INSTRUCTION:
Rewrite the material below with every "outline" changed to "boundary" and everything else left as it is.

##### THE RECORDS

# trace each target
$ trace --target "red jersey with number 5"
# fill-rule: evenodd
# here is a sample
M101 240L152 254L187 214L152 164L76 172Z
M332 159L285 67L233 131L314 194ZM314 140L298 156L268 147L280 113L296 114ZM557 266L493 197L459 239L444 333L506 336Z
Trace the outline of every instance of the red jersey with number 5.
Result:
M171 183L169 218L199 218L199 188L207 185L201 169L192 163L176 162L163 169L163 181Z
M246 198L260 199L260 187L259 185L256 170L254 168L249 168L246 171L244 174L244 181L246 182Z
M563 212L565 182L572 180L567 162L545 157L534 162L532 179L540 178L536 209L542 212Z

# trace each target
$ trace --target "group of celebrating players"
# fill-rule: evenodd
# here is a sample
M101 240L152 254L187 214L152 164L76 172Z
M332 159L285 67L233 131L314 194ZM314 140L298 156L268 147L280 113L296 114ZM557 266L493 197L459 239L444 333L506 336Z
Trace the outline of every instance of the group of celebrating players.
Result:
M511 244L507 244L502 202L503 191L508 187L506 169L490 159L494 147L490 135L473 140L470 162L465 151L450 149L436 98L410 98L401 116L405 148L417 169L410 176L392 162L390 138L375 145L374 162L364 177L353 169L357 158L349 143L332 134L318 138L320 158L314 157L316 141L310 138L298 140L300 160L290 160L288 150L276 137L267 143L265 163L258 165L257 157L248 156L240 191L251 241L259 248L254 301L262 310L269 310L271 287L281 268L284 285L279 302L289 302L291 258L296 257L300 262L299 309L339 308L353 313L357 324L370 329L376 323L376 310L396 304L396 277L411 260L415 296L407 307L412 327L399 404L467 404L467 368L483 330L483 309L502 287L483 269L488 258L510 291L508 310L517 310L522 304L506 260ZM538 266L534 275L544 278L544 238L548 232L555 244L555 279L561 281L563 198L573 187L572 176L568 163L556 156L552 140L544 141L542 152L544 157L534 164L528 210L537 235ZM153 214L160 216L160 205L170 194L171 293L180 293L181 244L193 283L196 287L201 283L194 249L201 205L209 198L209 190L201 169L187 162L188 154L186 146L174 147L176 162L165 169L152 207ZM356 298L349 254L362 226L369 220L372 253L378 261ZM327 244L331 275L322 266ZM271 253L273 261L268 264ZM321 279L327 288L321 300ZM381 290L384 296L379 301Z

##########

THE RESPONSE:
# trace each target
$ trace --target "red jersey with number 5"
# fill-rule: evenodd
# here is a sample
M101 240L152 254L187 214L152 164L76 172Z
M332 159L285 67L233 131L314 194ZM314 140L298 156L268 147L280 113L296 114ZM557 266L493 197L459 239L444 333L506 336Z
Trace the boundary of every instance of the red jersey with number 5.
Result:
M171 183L169 218L199 218L199 188L207 185L201 169L192 163L176 162L163 169L163 181Z
M246 198L260 199L260 187L259 185L256 170L254 168L249 168L246 171L244 174L244 181L246 182Z
M563 212L565 182L572 180L567 162L545 157L534 162L532 179L540 178L536 209L542 212Z

# trace each target
$ trace --target "group of celebrating players"
# fill-rule: evenodd
# here is a sample
M101 240L152 254L187 214L152 164L76 172Z
M332 159L285 67L233 131L314 194ZM314 140L298 156L268 147L280 113L296 114ZM557 266L493 197L459 239L444 333L506 336Z
Trace the boundary of every instance of the group of celebrating players.
Result:
M511 244L507 244L502 202L503 191L508 187L506 169L490 159L494 147L490 135L473 140L470 162L465 151L450 149L436 98L410 98L401 116L405 148L417 169L410 176L392 162L390 138L375 145L374 162L364 177L353 169L357 158L349 143L332 134L318 138L320 158L314 157L316 141L310 138L298 140L300 160L290 160L288 150L276 137L267 143L265 163L258 165L257 157L248 156L240 191L251 241L259 248L254 301L262 310L269 310L271 287L281 268L284 285L279 302L289 302L291 258L296 257L300 262L299 309L339 308L353 313L357 324L370 329L376 323L376 310L396 304L396 277L411 260L415 296L407 307L412 327L399 404L467 404L467 368L483 330L483 309L502 287L483 269L488 258L510 291L508 310L517 310L522 304L506 260ZM538 266L534 275L544 278L544 238L548 232L555 244L555 279L561 281L563 198L573 187L572 176L568 163L556 156L552 140L544 141L542 152L544 157L534 164L528 210L537 235ZM153 214L160 216L160 205L170 194L171 293L180 293L181 244L193 283L196 287L201 283L194 249L201 205L209 198L209 190L201 169L187 162L188 154L186 146L174 147L176 162L165 169L152 207ZM356 298L349 254L362 226L369 220L372 253L378 261ZM327 244L331 275L322 266ZM271 253L273 261L268 264ZM321 279L327 288L321 300ZM381 290L384 296L379 301Z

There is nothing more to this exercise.